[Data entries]
↓
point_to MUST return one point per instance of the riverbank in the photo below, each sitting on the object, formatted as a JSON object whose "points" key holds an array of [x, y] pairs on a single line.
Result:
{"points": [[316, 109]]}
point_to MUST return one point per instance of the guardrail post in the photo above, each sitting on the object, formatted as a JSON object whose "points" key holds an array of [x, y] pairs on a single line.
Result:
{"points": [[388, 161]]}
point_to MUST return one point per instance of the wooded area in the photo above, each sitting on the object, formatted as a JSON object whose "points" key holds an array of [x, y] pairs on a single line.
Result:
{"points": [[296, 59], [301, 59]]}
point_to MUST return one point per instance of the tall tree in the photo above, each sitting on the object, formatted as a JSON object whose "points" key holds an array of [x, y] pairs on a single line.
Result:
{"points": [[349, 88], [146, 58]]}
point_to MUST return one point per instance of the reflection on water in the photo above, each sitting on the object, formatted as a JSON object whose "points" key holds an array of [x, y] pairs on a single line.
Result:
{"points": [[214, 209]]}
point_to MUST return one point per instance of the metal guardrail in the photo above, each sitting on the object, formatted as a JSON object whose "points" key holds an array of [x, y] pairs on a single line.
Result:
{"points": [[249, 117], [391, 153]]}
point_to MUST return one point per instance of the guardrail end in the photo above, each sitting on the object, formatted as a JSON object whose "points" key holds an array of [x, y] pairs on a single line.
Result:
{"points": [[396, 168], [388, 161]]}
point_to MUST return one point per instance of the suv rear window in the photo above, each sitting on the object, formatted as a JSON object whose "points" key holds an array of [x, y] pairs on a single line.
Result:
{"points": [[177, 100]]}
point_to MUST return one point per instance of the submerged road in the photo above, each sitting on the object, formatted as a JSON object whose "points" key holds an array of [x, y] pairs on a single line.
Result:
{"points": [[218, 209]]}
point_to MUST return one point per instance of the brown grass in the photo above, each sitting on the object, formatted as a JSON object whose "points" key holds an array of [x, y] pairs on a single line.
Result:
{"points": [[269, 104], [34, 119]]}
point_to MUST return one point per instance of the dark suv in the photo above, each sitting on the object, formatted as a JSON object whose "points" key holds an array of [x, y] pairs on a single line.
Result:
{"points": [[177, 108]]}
↑
Reproduce every record above exactly as it appears.

• ANSWER TO THE EXERCISE:
point_to MUST return one point per instance of the riverbank in the photo below, each sitting on the object, formatted as a JSON object whose "points" key holds an array of [x, y] pairs on a single line.
Result:
{"points": [[316, 109]]}
point_to MUST return one point per instance of the guardrail post in the photo above, each sitting on the object, formatted as a JSON object whose "points" key holds an array of [x, y] pairs on a single line.
Result:
{"points": [[388, 161]]}
point_to MUST return one point per instance of the wooded area in the photo above, each sitting on the object, formatted as a JSON object whose "points" key holds an array of [x, y] pairs on a single line.
Result:
{"points": [[296, 59], [301, 59]]}
point_to MUST return one point per instance of the tall tree in the photo above, each sitting on the object, formatted as a JSON object whose "points" key holds an array of [x, y] pairs on a single line.
Result:
{"points": [[349, 88], [146, 58]]}
point_to MUST return one point per instance of the reflection on water in the photo above, each sitting on the object, formatted as a JSON object whose "points" key holds an array of [x, y] pairs on a single line.
Result:
{"points": [[214, 209]]}
point_to MUST return one point per instance of the metal guardrail in the photo above, each sitting on the object, formatted as a JSON object whose "points" key holds an array of [x, y] pairs on a single line.
Result:
{"points": [[249, 117], [391, 153]]}
point_to MUST return one point per instance of the guardrail end in the photo above, each sitting on the object, formatted as a JSON object whose "points" key holds an array of [x, y] pairs on a single line.
Result:
{"points": [[396, 168], [388, 161]]}
point_to MUST return one point per instance of the suv rear window in the photo above, each sitting on the object, formatted as a JSON object whose "points" key holds an array of [x, y] pairs on a single line.
Result:
{"points": [[177, 100]]}
point_to MUST return one point per instance of the submerged road in the photo above, each sitting on the object, formatted as a JSON object whose "points" key holds an array of [x, y] pairs on a single line.
Result:
{"points": [[218, 209]]}
point_to MUST return one point per instance of the brown grass in the photo above, each sitting on the object, formatted as a JSON object whose "points" key holds an array of [x, y] pairs on a single line.
Result:
{"points": [[269, 104], [34, 119]]}
point_to MUST return one point per instance of the dark suv in the photo above, each sitting on the object, formatted as a JSON object whose "points" key holds an array of [x, y] pairs on a single line.
Result:
{"points": [[177, 108]]}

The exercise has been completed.